-- Task --
Would you repeat each of the lines below exactly?

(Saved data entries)
>>>
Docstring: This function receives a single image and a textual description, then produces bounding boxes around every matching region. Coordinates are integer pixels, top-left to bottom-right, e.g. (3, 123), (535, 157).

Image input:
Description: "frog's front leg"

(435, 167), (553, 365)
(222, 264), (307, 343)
<<<
-- Answer to this problem --
Docstring: This function receives a single image and a textual description, then produces bounding boxes around every matching region. Coordinates are integer pixels, top-left to bottom-right, e.g. (3, 123), (535, 157).

Image input:
Description: "frog's front leg"

(435, 167), (553, 365)
(222, 264), (307, 343)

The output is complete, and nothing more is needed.